» **INPUT RECORDS**:
Segment Open

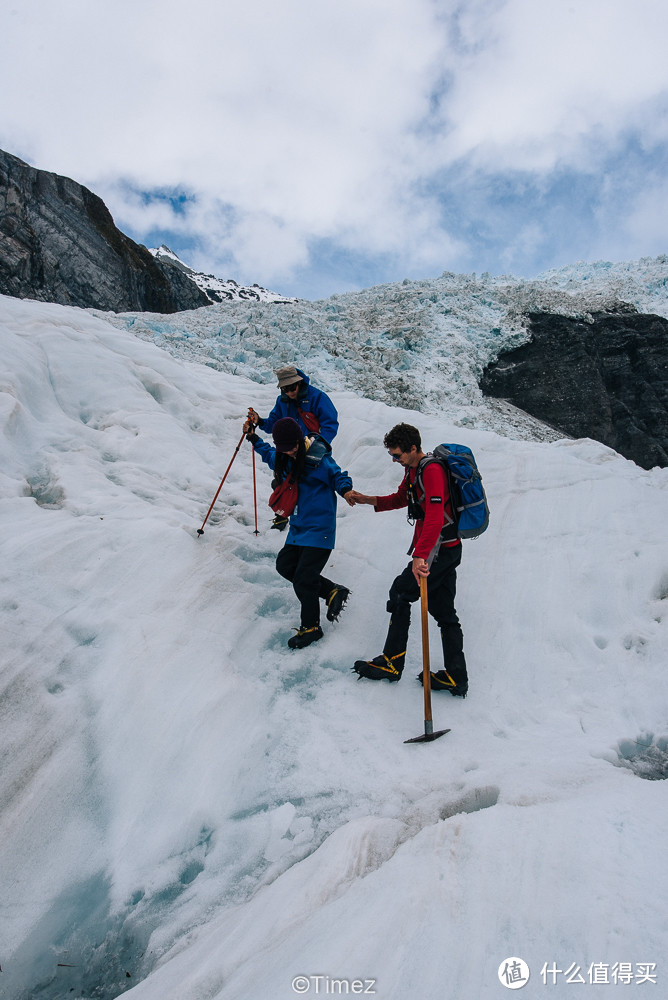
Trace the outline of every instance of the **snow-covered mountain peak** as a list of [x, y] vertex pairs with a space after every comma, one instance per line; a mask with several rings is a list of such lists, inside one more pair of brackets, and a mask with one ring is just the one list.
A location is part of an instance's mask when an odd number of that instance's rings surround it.
[[198, 288], [201, 288], [211, 302], [295, 302], [296, 299], [280, 295], [278, 292], [270, 292], [260, 285], [240, 285], [233, 278], [217, 278], [213, 274], [203, 274], [195, 271], [188, 264], [184, 263], [173, 250], [163, 243], [159, 247], [151, 247], [150, 252], [163, 264], [178, 268], [183, 271], [191, 281], [194, 281]]

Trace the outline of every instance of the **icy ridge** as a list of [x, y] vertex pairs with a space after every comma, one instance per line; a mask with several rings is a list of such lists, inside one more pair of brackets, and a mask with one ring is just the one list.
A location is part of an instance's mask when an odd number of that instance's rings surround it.
[[[105, 318], [177, 357], [259, 383], [297, 362], [327, 390], [500, 430], [499, 405], [483, 399], [478, 380], [485, 365], [528, 339], [529, 312], [586, 318], [629, 305], [668, 317], [667, 256], [578, 263], [531, 281], [444, 272], [316, 302], [230, 301], [173, 316]], [[535, 426], [531, 436], [541, 436]]]

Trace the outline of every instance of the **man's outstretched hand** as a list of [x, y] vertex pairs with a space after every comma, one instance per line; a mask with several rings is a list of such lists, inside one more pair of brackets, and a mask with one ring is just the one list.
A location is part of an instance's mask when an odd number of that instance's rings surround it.
[[366, 493], [358, 493], [357, 490], [349, 490], [345, 495], [345, 499], [351, 507], [355, 507], [360, 503], [368, 503], [371, 507], [375, 507], [378, 502], [378, 497], [369, 497]]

Segment Closed

» **TASK GOAL**: Could the data above be returned in full, exactly, with every image left out?

» **SOLUTION FOR THIS TASK**:
Trace the outline of every instance of the **snow-covered mountain peak** as a list of [x, y] vertex pairs with a space after every comma, one instance per line; a mask with several rings is a list of such lists, inside one more pair of brackets, and a mask with one ring is just the one list.
A location is part of an instance's mask when an odd number of that instance's rings surround it.
[[198, 288], [201, 288], [211, 302], [295, 302], [296, 299], [280, 295], [278, 292], [270, 292], [260, 285], [240, 285], [233, 278], [217, 278], [213, 274], [203, 274], [195, 271], [188, 264], [184, 263], [173, 250], [163, 243], [159, 247], [151, 247], [150, 252], [163, 264], [178, 268], [183, 271], [191, 281], [194, 281]]

Trace the outline of every instance of the **icy ridge** as a list of [x, y] vertex pairs with a space after every comma, one instance per line; a mask with several rings is a list of such lists, inside one more pair of brackets, and a mask with one ring is just the one list.
A location is part of an instance's mask when an odd number of that instance's rings surround it.
[[[105, 318], [177, 357], [259, 383], [297, 362], [327, 390], [500, 430], [499, 405], [483, 399], [478, 380], [485, 365], [528, 339], [529, 312], [586, 318], [629, 305], [668, 317], [667, 256], [578, 263], [531, 281], [444, 272], [316, 302], [230, 301], [173, 316]], [[535, 426], [531, 436], [541, 436]]]

Trace the outline of every instance of the **man's outstretched hand** as a list of [x, y] vertex pairs with a space after every comma, one instance per line; a mask with several rings is a list of such lists, inside one more pair of brackets, and a mask with one ring is just the one list.
A location is part of an instance's mask when an odd number of that instance's rings surround it.
[[366, 493], [358, 493], [357, 490], [349, 490], [345, 495], [345, 499], [351, 507], [355, 507], [360, 503], [368, 503], [371, 507], [375, 507], [378, 502], [378, 497], [369, 497]]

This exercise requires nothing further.